» TASK REQUIREMENTS:
Tally the lines of the material below that contain the string "soccer", matching case exactly, and reply with that number alone.
* Start DATA TO PROCESS *
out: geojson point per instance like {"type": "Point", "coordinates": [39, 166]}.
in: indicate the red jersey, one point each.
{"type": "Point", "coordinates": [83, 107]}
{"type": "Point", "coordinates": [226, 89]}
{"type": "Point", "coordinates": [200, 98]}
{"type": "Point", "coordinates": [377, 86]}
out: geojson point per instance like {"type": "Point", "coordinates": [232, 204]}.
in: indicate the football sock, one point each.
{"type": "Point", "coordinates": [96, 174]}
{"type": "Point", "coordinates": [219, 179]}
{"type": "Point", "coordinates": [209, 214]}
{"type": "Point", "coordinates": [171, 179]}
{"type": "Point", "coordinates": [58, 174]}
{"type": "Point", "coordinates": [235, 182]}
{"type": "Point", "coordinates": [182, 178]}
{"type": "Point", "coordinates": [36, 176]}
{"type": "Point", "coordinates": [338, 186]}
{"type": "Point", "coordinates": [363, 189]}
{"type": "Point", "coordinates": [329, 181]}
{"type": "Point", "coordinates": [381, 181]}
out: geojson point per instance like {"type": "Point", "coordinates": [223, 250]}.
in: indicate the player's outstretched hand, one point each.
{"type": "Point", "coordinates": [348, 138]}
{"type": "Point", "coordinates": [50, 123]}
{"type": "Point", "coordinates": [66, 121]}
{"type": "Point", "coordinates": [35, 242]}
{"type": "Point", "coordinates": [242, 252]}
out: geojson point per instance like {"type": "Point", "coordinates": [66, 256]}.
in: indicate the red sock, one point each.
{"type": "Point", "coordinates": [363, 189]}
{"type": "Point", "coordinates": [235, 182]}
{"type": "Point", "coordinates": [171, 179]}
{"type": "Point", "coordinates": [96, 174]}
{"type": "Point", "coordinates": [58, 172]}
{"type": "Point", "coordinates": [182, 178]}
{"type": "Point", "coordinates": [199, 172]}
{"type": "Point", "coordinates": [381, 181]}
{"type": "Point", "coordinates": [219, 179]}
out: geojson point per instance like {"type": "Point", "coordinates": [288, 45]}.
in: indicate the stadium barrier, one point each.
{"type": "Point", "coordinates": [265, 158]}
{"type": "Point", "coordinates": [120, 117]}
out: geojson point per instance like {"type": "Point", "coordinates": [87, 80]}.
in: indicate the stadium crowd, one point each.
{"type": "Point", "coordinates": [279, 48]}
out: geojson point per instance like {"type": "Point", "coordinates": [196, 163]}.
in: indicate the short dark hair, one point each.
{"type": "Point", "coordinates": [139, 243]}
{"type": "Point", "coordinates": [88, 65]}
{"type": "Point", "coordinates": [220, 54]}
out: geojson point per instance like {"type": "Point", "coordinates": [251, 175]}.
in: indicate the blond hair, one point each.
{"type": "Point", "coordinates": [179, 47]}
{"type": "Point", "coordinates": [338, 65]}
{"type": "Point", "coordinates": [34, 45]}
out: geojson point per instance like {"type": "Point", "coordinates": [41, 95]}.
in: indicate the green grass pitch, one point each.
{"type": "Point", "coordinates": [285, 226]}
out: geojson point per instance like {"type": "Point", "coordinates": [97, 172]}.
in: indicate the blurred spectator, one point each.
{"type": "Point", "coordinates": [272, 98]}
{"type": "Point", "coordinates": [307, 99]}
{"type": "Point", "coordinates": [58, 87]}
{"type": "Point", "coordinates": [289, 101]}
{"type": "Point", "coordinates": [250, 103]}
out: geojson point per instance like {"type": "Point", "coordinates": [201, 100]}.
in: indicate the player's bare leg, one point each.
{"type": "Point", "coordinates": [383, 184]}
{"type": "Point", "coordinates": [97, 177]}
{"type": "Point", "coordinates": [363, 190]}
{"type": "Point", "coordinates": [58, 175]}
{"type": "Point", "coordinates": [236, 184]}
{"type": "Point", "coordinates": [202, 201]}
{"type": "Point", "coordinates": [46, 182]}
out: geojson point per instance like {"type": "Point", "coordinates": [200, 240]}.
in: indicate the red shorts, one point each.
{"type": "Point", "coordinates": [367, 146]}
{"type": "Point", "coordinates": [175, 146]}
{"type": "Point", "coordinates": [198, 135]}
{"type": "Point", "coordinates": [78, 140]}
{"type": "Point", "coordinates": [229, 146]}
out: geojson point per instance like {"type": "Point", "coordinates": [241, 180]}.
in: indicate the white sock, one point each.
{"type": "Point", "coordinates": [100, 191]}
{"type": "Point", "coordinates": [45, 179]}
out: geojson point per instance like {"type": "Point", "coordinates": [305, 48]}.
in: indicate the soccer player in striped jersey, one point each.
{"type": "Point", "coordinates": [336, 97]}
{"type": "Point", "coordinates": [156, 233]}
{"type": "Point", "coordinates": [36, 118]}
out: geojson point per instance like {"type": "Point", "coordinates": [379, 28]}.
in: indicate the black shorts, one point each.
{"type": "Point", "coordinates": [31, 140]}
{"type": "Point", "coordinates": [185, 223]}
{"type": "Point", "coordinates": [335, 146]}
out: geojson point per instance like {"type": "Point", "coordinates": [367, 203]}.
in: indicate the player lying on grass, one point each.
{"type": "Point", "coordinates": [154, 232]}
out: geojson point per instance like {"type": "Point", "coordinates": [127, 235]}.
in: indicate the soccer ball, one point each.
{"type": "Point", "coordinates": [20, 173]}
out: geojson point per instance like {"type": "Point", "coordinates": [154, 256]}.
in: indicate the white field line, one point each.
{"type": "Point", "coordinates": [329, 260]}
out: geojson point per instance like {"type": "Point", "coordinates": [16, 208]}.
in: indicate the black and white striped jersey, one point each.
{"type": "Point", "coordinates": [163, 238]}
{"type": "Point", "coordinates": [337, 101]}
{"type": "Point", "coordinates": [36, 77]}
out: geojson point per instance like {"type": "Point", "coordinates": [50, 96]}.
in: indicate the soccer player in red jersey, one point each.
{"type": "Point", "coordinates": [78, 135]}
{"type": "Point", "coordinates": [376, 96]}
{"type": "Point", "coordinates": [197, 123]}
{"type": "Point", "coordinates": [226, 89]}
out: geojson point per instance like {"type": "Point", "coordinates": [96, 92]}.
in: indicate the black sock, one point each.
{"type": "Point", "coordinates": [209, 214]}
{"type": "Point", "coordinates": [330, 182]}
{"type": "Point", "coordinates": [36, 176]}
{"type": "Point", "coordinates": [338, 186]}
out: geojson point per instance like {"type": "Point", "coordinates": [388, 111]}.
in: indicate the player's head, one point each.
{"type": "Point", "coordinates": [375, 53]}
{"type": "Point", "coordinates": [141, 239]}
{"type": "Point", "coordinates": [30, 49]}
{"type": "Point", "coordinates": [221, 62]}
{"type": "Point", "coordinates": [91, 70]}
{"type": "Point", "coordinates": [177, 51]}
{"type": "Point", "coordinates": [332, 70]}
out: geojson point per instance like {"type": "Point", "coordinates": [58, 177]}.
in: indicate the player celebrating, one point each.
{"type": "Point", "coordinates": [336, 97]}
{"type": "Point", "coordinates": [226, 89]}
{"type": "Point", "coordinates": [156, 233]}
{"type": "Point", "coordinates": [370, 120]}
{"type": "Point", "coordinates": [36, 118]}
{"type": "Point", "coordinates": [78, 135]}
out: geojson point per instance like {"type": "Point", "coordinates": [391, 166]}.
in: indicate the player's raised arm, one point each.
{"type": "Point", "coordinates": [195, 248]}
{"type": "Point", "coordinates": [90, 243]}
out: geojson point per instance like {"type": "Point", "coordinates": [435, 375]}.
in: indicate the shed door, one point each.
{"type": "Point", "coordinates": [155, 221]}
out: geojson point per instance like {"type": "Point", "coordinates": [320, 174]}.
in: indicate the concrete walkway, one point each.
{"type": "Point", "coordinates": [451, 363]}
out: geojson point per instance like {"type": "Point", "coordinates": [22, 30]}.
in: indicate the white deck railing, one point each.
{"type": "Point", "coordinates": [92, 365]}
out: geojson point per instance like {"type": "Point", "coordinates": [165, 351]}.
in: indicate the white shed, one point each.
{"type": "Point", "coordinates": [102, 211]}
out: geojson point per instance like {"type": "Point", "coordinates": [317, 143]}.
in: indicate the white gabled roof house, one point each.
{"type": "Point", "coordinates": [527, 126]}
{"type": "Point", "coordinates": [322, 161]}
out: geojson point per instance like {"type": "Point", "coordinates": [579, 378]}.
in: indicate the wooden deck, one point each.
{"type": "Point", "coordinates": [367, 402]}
* End DATA TO PROCESS *
» RESULT BELOW:
3